Document excerpt:

□ □ □ □ □ □ □

This 'noise,' this anarchic anti-music is an expression of the freedom to work with any and all sounds in any combination. It expands the concept of'music' by including all that 'music' rejects. It is anarchic because it does away with hierarchies of sound-relations and allows for equal representation of all sounds.
The democratization of sound that we claim for anti-music is certainly nothing new: from Russolo to Cage, Xenakis, Coleman, Musique Concrete, AMM, Karkowski, Hecker etc., there is an established tradition of anti-music. Unfortunately, as is all too often the case with art, this tradition has come to be appreciated more for its expansion of purely esthetic concerns than the theoretical developments and implications of its praxis. While esthetic traditions are continuously challenged the theories creating/created by esthetic shifts too often become over-simplified and/or slip into oblivion. If anti-music is to truly be "from the other side" of music then it is essential that we move beyond thinking about music within the boundaries of individualistic estheticism and begin to consider the implications and potential of anti-music within a broader social context.

□ □ □ □ □ □ □

Data:
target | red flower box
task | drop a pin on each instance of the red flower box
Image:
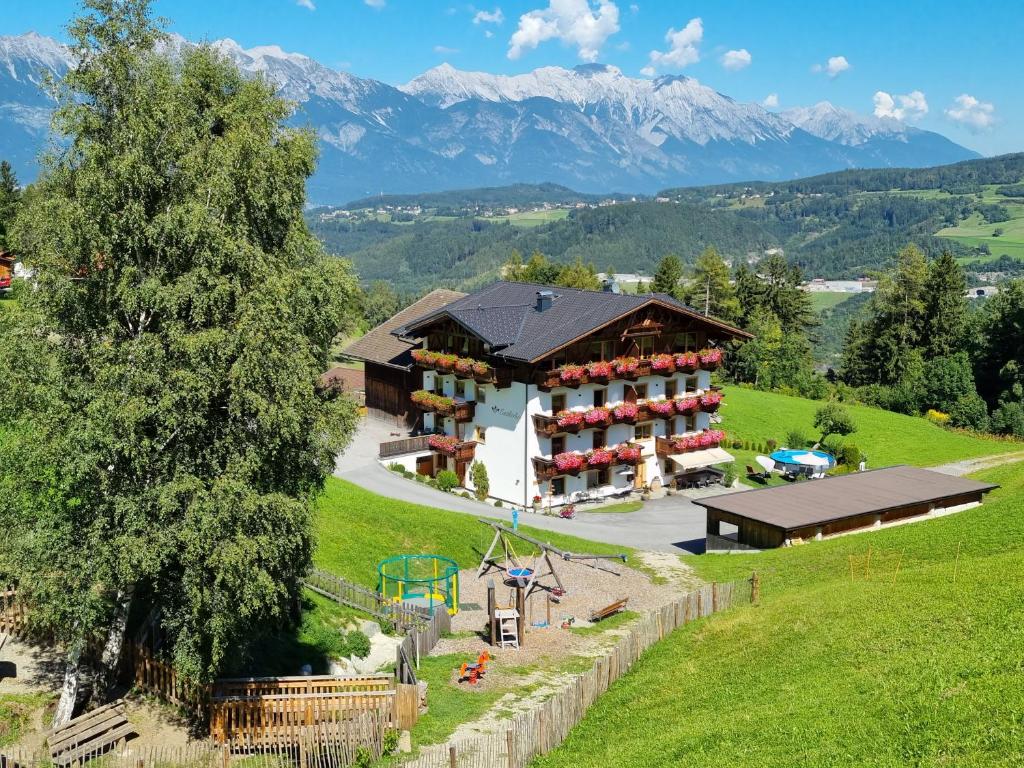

□ □ □ □ □ □ □

Problem details: Please copy the anti-music passage above word for word from "This 'noise,' this" to "of all sounds.".

Reply to the task:
This 'noise,' this anarchic anti-music is an expression of the freedom to work with any and all sounds in any combination. It expands the concept of'music' by including all that 'music' rejects. It is anarchic because it does away with hierarchies of sound-relations and allows for equal representation of all sounds.